§ **Your task**
Can you return every line of the records below unchanged, from the line containing "ROI rooftop ledge" down through the last line of the records, including both ends?

Records of labeled boxes
----------------

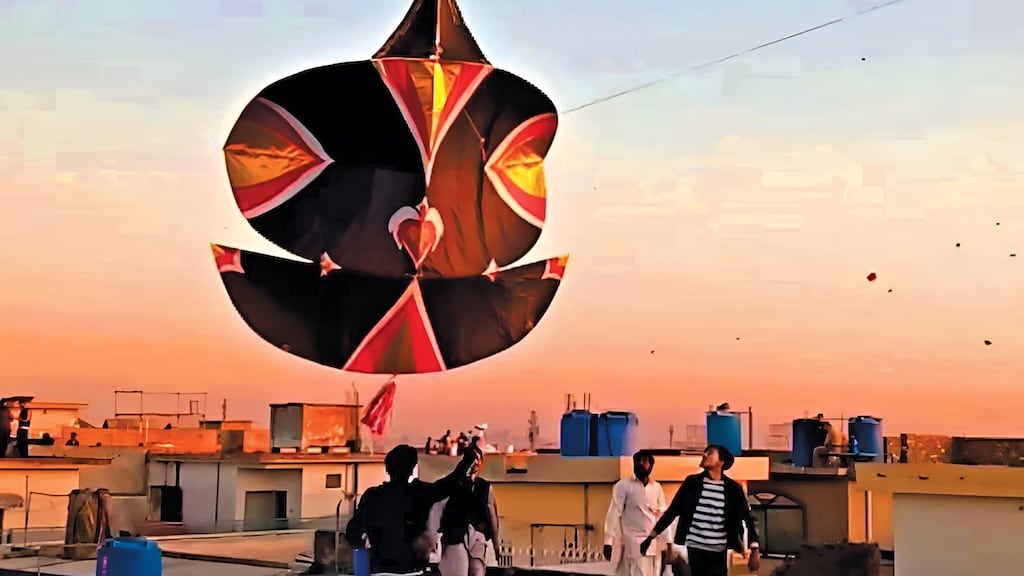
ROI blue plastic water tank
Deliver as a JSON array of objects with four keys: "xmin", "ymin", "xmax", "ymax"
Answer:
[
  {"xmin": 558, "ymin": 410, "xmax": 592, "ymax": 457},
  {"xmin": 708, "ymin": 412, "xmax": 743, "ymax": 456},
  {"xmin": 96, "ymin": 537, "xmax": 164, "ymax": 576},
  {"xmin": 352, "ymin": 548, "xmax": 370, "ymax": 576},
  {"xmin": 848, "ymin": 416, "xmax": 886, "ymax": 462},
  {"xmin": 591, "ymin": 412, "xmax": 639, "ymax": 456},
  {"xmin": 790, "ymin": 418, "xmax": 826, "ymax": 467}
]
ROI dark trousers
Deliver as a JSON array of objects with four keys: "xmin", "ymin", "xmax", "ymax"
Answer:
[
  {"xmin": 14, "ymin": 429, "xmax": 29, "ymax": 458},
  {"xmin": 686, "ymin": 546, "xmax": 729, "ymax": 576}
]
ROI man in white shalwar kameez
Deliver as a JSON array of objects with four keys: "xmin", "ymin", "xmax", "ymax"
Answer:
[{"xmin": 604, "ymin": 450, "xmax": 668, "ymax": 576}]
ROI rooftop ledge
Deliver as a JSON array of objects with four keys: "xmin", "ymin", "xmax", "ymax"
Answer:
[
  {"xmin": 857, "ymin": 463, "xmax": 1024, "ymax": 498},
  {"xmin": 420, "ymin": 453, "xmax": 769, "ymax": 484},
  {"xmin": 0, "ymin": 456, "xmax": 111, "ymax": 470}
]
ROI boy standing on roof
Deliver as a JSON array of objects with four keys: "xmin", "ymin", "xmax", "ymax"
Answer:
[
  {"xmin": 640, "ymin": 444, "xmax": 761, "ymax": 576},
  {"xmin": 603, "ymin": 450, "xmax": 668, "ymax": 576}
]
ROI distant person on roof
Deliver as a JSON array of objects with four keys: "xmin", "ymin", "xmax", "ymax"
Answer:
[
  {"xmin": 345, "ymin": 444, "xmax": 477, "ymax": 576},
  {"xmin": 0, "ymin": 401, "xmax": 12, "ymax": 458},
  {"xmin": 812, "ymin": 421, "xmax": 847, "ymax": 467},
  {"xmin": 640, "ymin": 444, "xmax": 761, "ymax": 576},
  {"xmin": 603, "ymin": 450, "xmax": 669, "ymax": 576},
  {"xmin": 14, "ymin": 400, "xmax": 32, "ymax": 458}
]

----------------

§ **Result of the task**
ROI rooftop ledge
Deliver as a JSON array of objects with four keys: "xmin", "ymin", "xmax", "ymax"
Answer:
[
  {"xmin": 857, "ymin": 463, "xmax": 1024, "ymax": 498},
  {"xmin": 420, "ymin": 453, "xmax": 769, "ymax": 484},
  {"xmin": 0, "ymin": 456, "xmax": 111, "ymax": 470}
]
ROI boy standing on roof
Deliver as a JSON array of objects with four keys: "xmin", "ymin", "xmax", "ymax"
Answer:
[
  {"xmin": 640, "ymin": 444, "xmax": 761, "ymax": 576},
  {"xmin": 603, "ymin": 450, "xmax": 668, "ymax": 576}
]
ROI distant person on roof
Deliver as a JSON array of objects with four keys: "xmin", "ymin", "xmax", "ymax"
Answer:
[
  {"xmin": 345, "ymin": 444, "xmax": 477, "ymax": 576},
  {"xmin": 0, "ymin": 401, "xmax": 12, "ymax": 458},
  {"xmin": 812, "ymin": 421, "xmax": 847, "ymax": 467},
  {"xmin": 640, "ymin": 444, "xmax": 761, "ymax": 576},
  {"xmin": 603, "ymin": 450, "xmax": 669, "ymax": 576},
  {"xmin": 14, "ymin": 400, "xmax": 32, "ymax": 458}
]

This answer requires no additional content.